Tuesday, April 23, 2024
27 C
Brunei Town

A bland horror flick

Jake Coyle

I have mostly frowny faces for Smile, a bluntly unsettling and blandly grim new horror flick that wrings as much mileage as it can out of a twisted grin.

Parker Finn’s directorial debut adapts his own 11-minute short into a jump scare-rich thriller about a hospital emergency ward therapist, Dr Rose Cutter (Sosie Bacon), whose visit with a newly admitted patient rapidly turns gruesome.

The young woman (Caitlin Stasey), beside herself with fear, suddenly flashes an ear-to-ear smile before slicing an ear-to-ear cut across her neck.

Rose at first brushes off the disturbing encounter. It’s clear that, despite her profession, this has been her way of dealing with trauma since she witnessed the overdose death of her mother as a child.

Soon, Rose is seeing that creepy smile on other faces.

Caitlin Stasey in a scene from ‘Smile’. PHOTOS: AP
Sosie Bacon and and Kyle Gallner in a scene from the film

Increasingly unhinged and paranoid, she believes she’s been cursed by an evil presence that, she comes to believe, is passed from person to person the way the unseen demon of It Follows was transferred through intimate acts.

The devilish grin is both the movie’s poster-ready image and an impossible-to-miss metaphor for putting a bright face on unexamined pain. Somewhere, you might imagine, the Joker is tapping his foot, miffed.

Smile, of course, isn’t the first film to think trouble can lurk behind a smile.

That’s just one of many derivative elements to Smile, a horror movie that makes a few feeble gestures at sliding toward the so-called elevated variety of horror.

But there’s nothing in the film’s limp cinematography or flat atmospherics that suggest anything but cheap thrills. Trauma, of course, has become a favourite subject of Hollywood’s in recent years. Smile is far from the first to trade on trauma as a plot device but it may do so more than any other film I can remember.

There are moments here and there that suggest Smile might actually invest in its protagonist’s grief. Bacon, daughter of Kevin Bacon and Kyra Sedgwick, is impressively committed to the part, and her spiralling fear at both the malignant force haunting her and her own tenuous grip on reality is easily the best thing in Smile. (Okay, the best thing is the terrific character Rob Morgan, but his appearance is extremely brief). But at every turn, Smile detours instead to some horror cliche, eventually leading all the way to a monster in a remote cabin.

I know. It should surprise no one that a movie marketed with creepy smiling fans at Major League Baseball (MLB) games might not actually have genuine concerns about pain and healing on its mind. But it still makes Smile a cynical and shallow piece of work unlikely to put a you-know-what on too many faces.

Data under study:
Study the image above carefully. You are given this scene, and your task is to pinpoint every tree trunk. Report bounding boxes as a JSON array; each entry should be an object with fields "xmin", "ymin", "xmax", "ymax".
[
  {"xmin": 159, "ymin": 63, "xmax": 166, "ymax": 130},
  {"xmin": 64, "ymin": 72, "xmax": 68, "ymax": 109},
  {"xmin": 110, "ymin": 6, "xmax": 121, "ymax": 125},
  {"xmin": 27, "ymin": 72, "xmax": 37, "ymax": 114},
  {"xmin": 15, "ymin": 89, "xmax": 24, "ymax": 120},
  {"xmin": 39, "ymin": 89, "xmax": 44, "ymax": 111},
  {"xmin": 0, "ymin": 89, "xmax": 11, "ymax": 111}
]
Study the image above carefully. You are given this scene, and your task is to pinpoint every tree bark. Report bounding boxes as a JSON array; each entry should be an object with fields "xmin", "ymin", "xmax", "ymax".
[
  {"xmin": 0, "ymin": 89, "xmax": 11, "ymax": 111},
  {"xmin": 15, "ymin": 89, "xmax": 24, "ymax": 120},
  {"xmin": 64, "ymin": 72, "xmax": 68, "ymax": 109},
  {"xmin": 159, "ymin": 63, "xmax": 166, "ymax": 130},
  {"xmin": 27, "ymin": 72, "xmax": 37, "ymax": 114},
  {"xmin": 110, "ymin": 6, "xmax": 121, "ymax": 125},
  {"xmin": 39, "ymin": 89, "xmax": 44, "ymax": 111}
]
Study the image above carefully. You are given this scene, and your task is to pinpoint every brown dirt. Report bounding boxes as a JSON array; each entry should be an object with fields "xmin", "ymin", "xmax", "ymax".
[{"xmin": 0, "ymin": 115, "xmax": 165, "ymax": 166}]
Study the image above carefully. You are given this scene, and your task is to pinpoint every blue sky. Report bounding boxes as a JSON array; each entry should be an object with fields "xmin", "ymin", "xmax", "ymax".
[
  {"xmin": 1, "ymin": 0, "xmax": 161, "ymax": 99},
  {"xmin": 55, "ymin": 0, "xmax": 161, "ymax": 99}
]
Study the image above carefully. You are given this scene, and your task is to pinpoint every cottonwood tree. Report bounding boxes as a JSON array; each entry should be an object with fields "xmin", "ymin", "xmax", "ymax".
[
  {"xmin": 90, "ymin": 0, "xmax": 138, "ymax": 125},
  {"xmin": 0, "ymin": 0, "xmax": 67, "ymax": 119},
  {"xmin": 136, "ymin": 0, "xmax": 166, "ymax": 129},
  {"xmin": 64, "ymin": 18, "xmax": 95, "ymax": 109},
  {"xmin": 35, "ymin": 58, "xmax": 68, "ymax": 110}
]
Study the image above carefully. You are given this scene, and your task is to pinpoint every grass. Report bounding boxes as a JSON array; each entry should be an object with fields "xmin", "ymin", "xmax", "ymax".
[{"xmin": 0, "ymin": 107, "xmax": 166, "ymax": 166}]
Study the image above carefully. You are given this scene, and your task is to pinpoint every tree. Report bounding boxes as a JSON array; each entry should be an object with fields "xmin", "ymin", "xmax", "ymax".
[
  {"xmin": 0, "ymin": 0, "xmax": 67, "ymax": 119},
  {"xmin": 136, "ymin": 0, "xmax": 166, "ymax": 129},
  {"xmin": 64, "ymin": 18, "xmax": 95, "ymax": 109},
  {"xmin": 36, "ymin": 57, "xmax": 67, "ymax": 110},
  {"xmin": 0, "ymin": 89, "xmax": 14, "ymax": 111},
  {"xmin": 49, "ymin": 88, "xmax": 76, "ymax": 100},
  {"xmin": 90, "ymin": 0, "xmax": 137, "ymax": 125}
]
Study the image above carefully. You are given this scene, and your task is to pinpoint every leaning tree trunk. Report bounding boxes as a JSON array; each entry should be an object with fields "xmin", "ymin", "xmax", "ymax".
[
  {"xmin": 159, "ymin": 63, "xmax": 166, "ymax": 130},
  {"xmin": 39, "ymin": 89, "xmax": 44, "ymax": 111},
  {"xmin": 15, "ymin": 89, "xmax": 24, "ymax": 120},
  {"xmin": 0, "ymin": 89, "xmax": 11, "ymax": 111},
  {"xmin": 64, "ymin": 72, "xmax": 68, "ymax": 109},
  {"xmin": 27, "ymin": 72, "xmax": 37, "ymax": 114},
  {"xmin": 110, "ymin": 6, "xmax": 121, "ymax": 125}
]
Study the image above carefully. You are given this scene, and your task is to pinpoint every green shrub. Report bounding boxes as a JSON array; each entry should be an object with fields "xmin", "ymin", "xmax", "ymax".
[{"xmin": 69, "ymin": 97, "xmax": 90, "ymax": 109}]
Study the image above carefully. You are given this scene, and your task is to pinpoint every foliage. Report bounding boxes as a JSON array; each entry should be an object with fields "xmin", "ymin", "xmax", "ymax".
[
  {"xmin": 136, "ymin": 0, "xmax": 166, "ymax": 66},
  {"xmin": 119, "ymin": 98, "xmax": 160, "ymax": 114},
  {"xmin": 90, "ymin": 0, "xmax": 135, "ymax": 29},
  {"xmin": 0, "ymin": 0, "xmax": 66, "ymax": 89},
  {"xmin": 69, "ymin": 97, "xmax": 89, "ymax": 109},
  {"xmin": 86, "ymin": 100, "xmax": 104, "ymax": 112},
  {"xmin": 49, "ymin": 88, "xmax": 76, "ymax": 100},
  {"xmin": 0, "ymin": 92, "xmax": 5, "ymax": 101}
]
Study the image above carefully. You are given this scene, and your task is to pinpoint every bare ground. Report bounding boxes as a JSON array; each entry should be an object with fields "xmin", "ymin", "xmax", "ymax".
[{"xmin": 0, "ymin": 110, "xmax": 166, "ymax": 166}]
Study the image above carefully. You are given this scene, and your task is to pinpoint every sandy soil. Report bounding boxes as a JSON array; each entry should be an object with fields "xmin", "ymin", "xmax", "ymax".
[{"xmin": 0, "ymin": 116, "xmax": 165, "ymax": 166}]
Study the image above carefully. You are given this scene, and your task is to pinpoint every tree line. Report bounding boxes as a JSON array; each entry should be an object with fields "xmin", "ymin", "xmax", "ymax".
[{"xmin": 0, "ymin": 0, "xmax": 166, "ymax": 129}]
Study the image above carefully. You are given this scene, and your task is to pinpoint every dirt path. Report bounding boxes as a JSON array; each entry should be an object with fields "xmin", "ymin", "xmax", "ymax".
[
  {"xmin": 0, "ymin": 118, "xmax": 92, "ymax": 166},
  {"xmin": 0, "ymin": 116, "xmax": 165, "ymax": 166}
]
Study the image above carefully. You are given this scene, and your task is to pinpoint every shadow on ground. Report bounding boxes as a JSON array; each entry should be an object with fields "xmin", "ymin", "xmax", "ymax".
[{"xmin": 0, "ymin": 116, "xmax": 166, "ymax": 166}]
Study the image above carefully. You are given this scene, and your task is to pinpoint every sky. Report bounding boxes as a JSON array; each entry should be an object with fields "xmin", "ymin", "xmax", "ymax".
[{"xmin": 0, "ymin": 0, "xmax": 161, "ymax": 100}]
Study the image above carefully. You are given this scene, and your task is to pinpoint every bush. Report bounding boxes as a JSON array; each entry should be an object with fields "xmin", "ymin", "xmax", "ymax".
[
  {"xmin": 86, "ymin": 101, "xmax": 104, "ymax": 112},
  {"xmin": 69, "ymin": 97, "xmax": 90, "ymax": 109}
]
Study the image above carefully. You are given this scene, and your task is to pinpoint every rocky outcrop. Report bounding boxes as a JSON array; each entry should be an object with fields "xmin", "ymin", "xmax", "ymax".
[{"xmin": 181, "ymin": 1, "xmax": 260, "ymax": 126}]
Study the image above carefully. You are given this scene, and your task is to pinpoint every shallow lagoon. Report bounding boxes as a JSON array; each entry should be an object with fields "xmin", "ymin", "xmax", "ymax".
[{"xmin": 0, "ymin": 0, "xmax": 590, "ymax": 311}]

What to do:
A. Answer each of the following about the Smile review, one per line:
(i) What did Parker Finn adapt for his directorial debut?
(ii) Whose daughter is Sosie Bacon?
(iii) Where, according to the review, does the film's run of horror clichés eventually lead?
B. Duplicate the passage of the Smile review between "Smile, of course, isn’t" and "variety of horror.", inclusive.
C. Using the Smile review, explain in one to three sentences why Rose at first brushes off the disturbing encounter with the patient.

Solutions in order:
A.
(i) His own 11-minute short.
(ii) Kevin Bacon and Kyra Sedgwick.
(iii) To a monster in a remote cabin.

B.
Smile, of course, isn’t the first film to think trouble can lurk behind a smile.

That’s just one of many derivative elements to Smile, a horror movie that makes a few feeble gestures at sliding toward the so-called elevated variety of horror.

C. Brushing off trauma has been Rose's way of dealing with it since she saw her mother die of an overdose as a child. She does this despite her profession.